━━━ Excerpted passage

Description of Problem:
Rasa currently has no native support for composite entities (entities that consist of multiple sub-entities). This feature is available in competitors like wit.ai and dialogflow.
Overview of the Solution:
A while ago, I've implemented composite entities as a custom component. This has worked for my use-cases. However, having this functionality as a separate component has some serious drawbacks:
My proposal is now that I take the functionality from this component and put it in a pull request to make it available throughout rasa. Definitions of composite entities would then be first class training data, meaning that they are defined the same way as e.g. lookup tables.
For example a markdown file containing NLU training data could contain another category defining composites of entities (a "@" is used to mark entity names).
## composite:car
- @color @brand
I'm open to discussion about the specifics of my implementation. Is there any argument against proceeding with this? One argument I could imagine is not wanting to increase the number of fields in the training files further.
Hi @BeWe11 thanks for the suggestion! We actually decided against merging a feature like this a while ago: https://github.com/RasaHQ/rasa/pull/1475
That's not to say we won't consider merging yours -- could you provide some more details to your approach?
Hey @akelad, thank you for your response and the link, I'm aware of the previous pull request.
The approach of the closed pull request had various assumptions about the training data built in, e.g. about time and date entities, it used lookup tables to find entities etc.
My approach is a simple regex check and it only kicks in after all other entity extractors have been applied. It just checks whether a predefined pattern (say @color @product with @extras) matches a parsed sentence structure (say red shoes with shoelaces where red, shoes and shoelaces have been recognized as entities of type color, brand and extras). I'd like to refer you to the Github page that I've linked for a full example.

━━━━━━
━━━ Records

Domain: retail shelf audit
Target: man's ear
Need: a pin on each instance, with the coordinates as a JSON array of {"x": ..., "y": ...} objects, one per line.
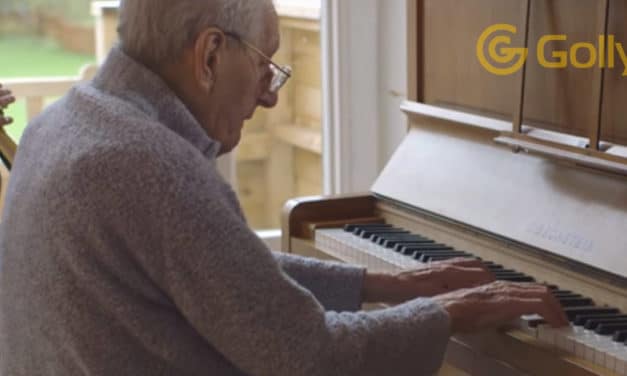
[{"x": 206, "y": 58}]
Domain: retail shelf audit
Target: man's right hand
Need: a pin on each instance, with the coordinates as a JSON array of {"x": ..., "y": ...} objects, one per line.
[
  {"x": 499, "y": 303},
  {"x": 6, "y": 98}
]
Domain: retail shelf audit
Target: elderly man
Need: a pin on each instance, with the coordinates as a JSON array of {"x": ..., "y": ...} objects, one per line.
[
  {"x": 6, "y": 98},
  {"x": 123, "y": 252}
]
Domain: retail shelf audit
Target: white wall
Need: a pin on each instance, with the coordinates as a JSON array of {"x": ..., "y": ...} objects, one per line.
[{"x": 392, "y": 70}]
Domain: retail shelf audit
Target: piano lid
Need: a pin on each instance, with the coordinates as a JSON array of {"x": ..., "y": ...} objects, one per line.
[{"x": 460, "y": 173}]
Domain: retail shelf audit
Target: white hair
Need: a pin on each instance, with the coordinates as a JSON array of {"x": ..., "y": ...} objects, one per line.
[{"x": 157, "y": 31}]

━━━━━━

Answer these questions from the Rasa thread:
(a) Which two competitors does the thread name as offering composite entities?
(b) Which character marks entity names in the proposed markdown format?
(c) At what point does the proposed regex check run?
The rows above are separate material and have no connection to the Rasa thread.

(a) wit.ai and dialogflow
(b) The "@" character
(c) It runs only after all other entity extractors have been applied.